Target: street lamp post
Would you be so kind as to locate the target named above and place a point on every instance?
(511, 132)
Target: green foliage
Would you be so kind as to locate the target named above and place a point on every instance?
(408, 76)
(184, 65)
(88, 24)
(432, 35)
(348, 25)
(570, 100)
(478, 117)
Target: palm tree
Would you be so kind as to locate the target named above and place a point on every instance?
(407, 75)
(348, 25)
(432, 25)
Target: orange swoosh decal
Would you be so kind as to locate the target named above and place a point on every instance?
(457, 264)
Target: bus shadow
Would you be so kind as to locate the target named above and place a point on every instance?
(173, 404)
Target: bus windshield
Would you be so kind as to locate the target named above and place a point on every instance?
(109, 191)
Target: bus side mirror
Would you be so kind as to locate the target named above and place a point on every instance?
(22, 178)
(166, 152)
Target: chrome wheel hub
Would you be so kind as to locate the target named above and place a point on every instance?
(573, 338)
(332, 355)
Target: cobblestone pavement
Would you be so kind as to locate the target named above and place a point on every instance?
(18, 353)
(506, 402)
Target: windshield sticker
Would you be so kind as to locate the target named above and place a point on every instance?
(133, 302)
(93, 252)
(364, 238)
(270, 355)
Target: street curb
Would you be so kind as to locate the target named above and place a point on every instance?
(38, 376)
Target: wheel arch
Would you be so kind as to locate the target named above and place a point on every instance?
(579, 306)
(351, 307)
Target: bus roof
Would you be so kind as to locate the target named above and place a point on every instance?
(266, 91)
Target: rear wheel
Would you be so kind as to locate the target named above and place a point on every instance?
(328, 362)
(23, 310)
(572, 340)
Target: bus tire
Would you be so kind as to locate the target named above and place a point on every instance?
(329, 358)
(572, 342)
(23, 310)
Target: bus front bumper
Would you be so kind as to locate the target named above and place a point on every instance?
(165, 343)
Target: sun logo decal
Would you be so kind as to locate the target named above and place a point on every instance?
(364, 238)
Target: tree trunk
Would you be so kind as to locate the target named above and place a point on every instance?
# # #
**Instruções da tarefa**
Altere as entradas acima, substituindo "place a point" por "put a mark" em todas elas. Todo o resto deve permanecer igual.

**Resultado do exercício**
Target: street lamp post
Would you be so kind as to locate the target named above and put a mark on every instance?
(511, 132)
Target: green foliage
Would you be so kind as to locate the target named above and put a mark on every instance?
(408, 76)
(184, 65)
(88, 24)
(432, 35)
(348, 25)
(570, 100)
(478, 117)
Target: palm tree
Would you be so kind as to locate the target named above and put a mark on every instance?
(407, 75)
(348, 25)
(432, 25)
Target: orange swoosh decal
Would you be so kind as to locate the target named above and put a mark on every instance?
(457, 264)
Target: bus shadow
Would you be so kind as to locate the target named above and put a mark on every instance?
(173, 404)
Target: bus windshield
Would you be so kind as to locate the target named above and put a mark on every instance?
(109, 191)
Target: bus side mirror
Would you be so kind as to locate the target named above and put a mark on every instance?
(22, 178)
(166, 152)
Target: chrome wheel hub
Would you be so kind as to locate the target named above and put a mark on every instance?
(573, 338)
(332, 355)
Target: cobblestone pavement
Would you be so kind as to locate the target named above and put a mark on every instance?
(18, 353)
(506, 402)
Target: windshield sticker
Would you be so kind as to locate the target named above and put a mark on every instance?
(133, 302)
(93, 252)
(364, 238)
(270, 355)
Target: street curb
Would you be so kind as to locate the target named above and put a mark on every instance?
(38, 376)
Target: wheel arch
Would you be so kind as to locate the target named above and put a mark on every instance?
(579, 306)
(351, 307)
Target: bus roof
Would you be so kind as to locate the target named above and put a mark on every instance?
(266, 91)
Target: rear wheel
Would you be so kind as to locate the target named above and put a mark on every instance?
(328, 362)
(23, 310)
(572, 340)
Target: bus tire
Would you be so kind as to locate the target named above and put a mark on every instance?
(329, 358)
(572, 342)
(23, 310)
Target: bus front bumper
Would you be so kind as to locate the target named above and put a mark on every instance?
(165, 343)
Target: sun logo decal
Would you be so kind as to locate the target named above and put a mark on every instance?
(364, 238)
Target: tree trunk
Would you be so kind as to locate the target named above and put a mark on every instance?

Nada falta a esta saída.